As a Ukip spokesman put it to The Spectator last month: "The Corbynista politics do not appeal to the core vote in Oldham. He might have an appeal in certain parts of the world but [Oldham] isn't made up of students and Hampstead socialists."
Meacher held on to the seat in the May general election with a whopping 14,000-plus majority: even Farage felt bound to admit it was one of the safest Labour seats in the country.
However, Ukip's tail is up because it came very close - only 617 votes short – to winning last October's by-election in the neighbouring constituency of Heywood and Middleton, caused by the death of another northern Labour MP, Jim Dobbin.
The Ukip candidate in that by-election was John Bickley, and some observers expect him to be chosen to represent the Faragists in Oldham. A party source told The Spectator that Bickley would be an "absolutely superb candidate".
Labour have yet to choose their candidate – they are interviewing today and will make their decision on Thursday - but the Daily Telegraph says there are concerns that Corbyn "and his hard-Left backers" are trying to rig the selection process to ensure a Corbynista gets the seat.
These fears are increased, says the paper, by the news from Oldham that Kate Godfrey, a Corbyn critic who hoped to be included on the shortlist of candidates, has been blocked from running after trade unions allegedly "vetoed" her candidacy.
However, the strong favourite to win selection this week is Jim McMahon, the young leader of Oldham council, and he is seen as a moderate.
According to The Observer, Labour will move the writ today for the by-election, which is likely to be held very swiftly, on Thursday December 3, to give Ukip as little time as possible to campaign.
It's an important moment for Corbyn says the Observer, because he claimed during his leadership campaign to be able to win back Labour votes from Ukip.
Jeremy Corbyn slumps in poll despite PMQs victory
29 october
Jeremy Corbyn's personal popularity among voters, already at a record low for a new Labour leader, has slipped further, according to a new YouGov poll. Meanwhile his lack of popularity among his own MPs is not helped by two controversial appointments to his inner circle.
YouGov poll
Corbyn's approval rating, which opened at a miserable minus 8, has fallen to minus 20. In short, 30 per cent say he is doing well in his job, while 50 per cent say he is doing badly.
There is evidence, The Times says, that previously undecided voters have been turning against Corbyn.

STORED RECORDS:

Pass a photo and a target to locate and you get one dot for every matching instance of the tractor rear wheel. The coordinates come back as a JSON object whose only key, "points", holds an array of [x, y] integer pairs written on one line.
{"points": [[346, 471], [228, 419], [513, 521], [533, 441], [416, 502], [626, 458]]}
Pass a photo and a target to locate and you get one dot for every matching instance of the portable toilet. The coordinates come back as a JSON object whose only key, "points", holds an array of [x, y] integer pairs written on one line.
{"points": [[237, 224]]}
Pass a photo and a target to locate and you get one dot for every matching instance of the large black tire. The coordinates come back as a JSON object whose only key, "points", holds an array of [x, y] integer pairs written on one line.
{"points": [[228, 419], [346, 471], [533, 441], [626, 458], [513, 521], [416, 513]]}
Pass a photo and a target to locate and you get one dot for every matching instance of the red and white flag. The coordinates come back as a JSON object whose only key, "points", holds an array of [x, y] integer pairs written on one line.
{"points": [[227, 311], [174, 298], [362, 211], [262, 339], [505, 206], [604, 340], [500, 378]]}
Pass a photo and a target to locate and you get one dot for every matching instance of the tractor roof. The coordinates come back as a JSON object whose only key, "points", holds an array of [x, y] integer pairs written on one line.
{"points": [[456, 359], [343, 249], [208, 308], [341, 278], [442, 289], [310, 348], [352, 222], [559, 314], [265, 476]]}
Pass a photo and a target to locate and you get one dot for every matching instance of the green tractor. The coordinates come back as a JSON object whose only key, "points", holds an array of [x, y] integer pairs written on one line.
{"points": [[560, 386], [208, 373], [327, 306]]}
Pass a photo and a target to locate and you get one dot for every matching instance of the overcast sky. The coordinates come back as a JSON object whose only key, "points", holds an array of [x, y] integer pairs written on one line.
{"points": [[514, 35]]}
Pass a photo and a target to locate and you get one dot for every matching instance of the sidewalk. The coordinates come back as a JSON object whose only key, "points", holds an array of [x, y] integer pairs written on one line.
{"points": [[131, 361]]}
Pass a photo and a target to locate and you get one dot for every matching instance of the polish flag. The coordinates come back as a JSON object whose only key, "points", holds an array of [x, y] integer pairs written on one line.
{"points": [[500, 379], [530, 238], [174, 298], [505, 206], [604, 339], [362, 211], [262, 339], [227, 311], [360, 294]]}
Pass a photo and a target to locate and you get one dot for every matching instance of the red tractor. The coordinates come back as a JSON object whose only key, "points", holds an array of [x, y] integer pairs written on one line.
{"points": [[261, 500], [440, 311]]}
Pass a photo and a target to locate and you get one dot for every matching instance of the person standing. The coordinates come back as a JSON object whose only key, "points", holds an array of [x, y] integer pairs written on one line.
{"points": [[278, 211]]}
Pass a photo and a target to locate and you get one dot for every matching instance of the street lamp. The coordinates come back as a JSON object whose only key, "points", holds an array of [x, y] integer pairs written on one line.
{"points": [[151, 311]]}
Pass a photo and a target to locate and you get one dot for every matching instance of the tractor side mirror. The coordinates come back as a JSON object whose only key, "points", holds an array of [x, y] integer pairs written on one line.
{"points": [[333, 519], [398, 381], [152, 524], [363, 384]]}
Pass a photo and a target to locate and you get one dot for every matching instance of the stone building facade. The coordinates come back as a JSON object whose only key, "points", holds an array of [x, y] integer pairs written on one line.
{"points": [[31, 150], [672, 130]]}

TO BE DONE:
a: Sum up the passage on Oldham and Corbyn above in two sentences.
b: Write out the passage on Oldham and Corbyn word for word, everything from "However, Ukip's tail" down to "MP, Jim Dobbin.".

ANSWERS PROVIDED:
a: Ukip's confidence in Oldham is up after falling only 617 votes short in the neighboring Heywood and Middleton by-election, though Labour held the seat in May with a majority of more than 14,000. Labour faces claims that Corbyn's backers are rigging its candidate selection, with moderate council leader Jim McMahon the strong favorite, while a YouGov poll shows Corbyn's approval rating falling from minus 8 to minus 20.

b:
However, Ukip's tail is up because it came very close - only 617 votes short – to winning last October's by-election in the neighbouring constituency of Heywood and Middleton, caused by the death of another northern Labour MP, Jim Dobbin.